● EXERCISE PROMPT
List every line below that contains the word "mask", copying each such line in full.

(Dataset records)

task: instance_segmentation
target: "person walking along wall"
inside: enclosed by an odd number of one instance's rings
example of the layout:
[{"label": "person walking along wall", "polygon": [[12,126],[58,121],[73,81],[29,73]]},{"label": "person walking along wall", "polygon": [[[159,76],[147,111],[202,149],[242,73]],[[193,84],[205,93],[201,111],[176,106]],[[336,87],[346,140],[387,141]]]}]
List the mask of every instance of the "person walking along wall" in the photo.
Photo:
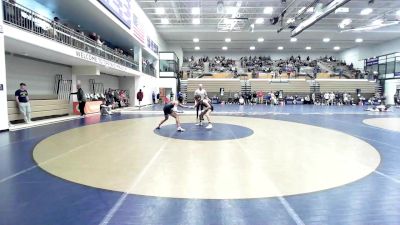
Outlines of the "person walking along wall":
[{"label": "person walking along wall", "polygon": [[141,104],[142,104],[142,100],[143,100],[143,91],[142,91],[142,89],[140,89],[139,92],[136,94],[136,98],[139,101],[139,109],[140,109]]},{"label": "person walking along wall", "polygon": [[78,98],[79,103],[79,112],[81,116],[85,116],[85,105],[86,105],[86,96],[85,92],[83,91],[81,84],[76,85],[77,92],[71,93],[71,95],[76,95]]},{"label": "person walking along wall", "polygon": [[18,104],[19,111],[24,116],[25,123],[31,123],[31,105],[25,83],[20,83],[19,89],[15,91],[15,101]]}]

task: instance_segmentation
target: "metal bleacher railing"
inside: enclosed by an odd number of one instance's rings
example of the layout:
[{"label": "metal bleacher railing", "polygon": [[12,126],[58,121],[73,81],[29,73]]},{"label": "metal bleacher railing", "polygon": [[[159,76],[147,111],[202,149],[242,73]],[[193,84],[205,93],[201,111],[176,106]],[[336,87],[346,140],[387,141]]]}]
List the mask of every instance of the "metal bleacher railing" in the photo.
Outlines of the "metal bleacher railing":
[{"label": "metal bleacher railing", "polygon": [[119,65],[135,70],[139,69],[138,63],[134,61],[133,57],[116,53],[106,45],[98,44],[84,34],[52,21],[17,3],[3,0],[3,15],[5,24],[99,56]]}]

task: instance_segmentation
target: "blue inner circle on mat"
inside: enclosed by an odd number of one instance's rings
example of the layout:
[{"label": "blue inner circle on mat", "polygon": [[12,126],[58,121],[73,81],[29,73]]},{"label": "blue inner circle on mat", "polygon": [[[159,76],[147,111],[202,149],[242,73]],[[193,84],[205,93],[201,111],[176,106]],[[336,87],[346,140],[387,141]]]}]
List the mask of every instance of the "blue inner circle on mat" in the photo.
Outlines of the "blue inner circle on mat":
[{"label": "blue inner circle on mat", "polygon": [[182,140],[199,140],[199,141],[221,141],[245,138],[252,135],[254,132],[247,127],[226,124],[213,123],[212,129],[206,129],[208,123],[203,126],[196,126],[194,123],[182,123],[181,127],[185,132],[178,132],[175,124],[161,126],[160,130],[154,130],[154,133],[175,139]]}]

● RESULT
List the mask of every instance of the "person walking along wall" in the photo.
List the mask of every instance of the "metal bleacher railing" in the photo.
List the mask of every instance of the "blue inner circle on mat" in the photo.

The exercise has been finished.